• **Text des Dokuments**:
# Lederverarbeitung 360 - 375



## Novembergirl79 (24. Mai 2008)

Hi Leute, hab meine Lederverarbeitung jetzt auf 361 und komme nicht weiter. Hat jemand einen Tipp wie ich die restlichen Punkte am besten bekommen kann? Danke


----------



## Pomela (24. Mai 2008)

http://romeos.forumieren.de/berufe-guide-f...g-1-375-t44.htm


----------



## coffeebean (24. Mai 2008)

Hi,

also mit den Grollhufteilen kommst Du eigentlich ziemlich leicht auf 375.


----------



## Novembergirl79 (24. Mai 2008)

Ja aber wo bekomme ich die Rezepte?


----------



## ichbinnichtschuld (25. Mai 2008)

reitgerte und trommeln, hab nie ein einziges grollhufteil gebaut

auf wow.buffed.de links auf berufe klicken und du kriegst ne liste aller rezepte


----------



## Psytis (3. Juni 2008)

• **Gesammeltes Material**:
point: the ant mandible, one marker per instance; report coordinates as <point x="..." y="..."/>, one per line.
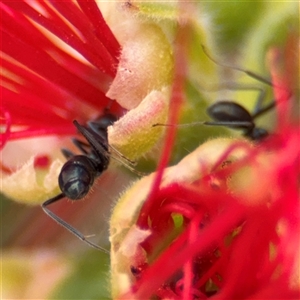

• **Schriftliche Aufgaben**:
1) Schreiben Sie aus dem Forumsthread zur Lederverarbeitung den Abschnitt zwischen „## Pomela (24.“ und „leicht auf 375.“, beide eingeschlossen, wortgetreu ab.
2) Auf welchem Wert steht die Lederverarbeitung von Novembergirl79 laut dem Forumsthread zur Lederverarbeitung?
3) Führen Sie den Forumsthread zur Lederverarbeitung von der Stelle an weiter, an der er endet.

• **Antworten der Reihe**:
1)
## Pomela (24. Mai 2008)

http://romeos.forumieren.de/berufe-guide-f...g-1-375-t44.htm


----------



## coffeebean (24. Mai 2008)

Hi,

also mit den Grollhufteilen kommst Du eigentlich ziemlich leicht auf 375.

2) Auf 361.

3)
350-360: Schweres Knotenhautrüstungsset
Benötigte Materialien: 30x Schweres Knotenhautleder

360-365: Reitgerte
20x Schweres Knotenhautleder, 5x Urmacht, 30x Arkaner Staub, 5x Kleiner prismatischer Splitter

365-370: Trommeln der Schlacht
Benötigte Materialien: 30x Schweres Knotenhautleder, 20x Dickes Grollhufleder

370-375: Trommeln der Panik
Benötigte Materialien: 30x Schweres Knotenhautleder, 20x Teufelsbalg


ob man die reitgerte unbedingt machen muss, weiss ich net. da gibts vielelicht auch ne billigere variante.


----------



## monarchC4 (6. Juni 2008)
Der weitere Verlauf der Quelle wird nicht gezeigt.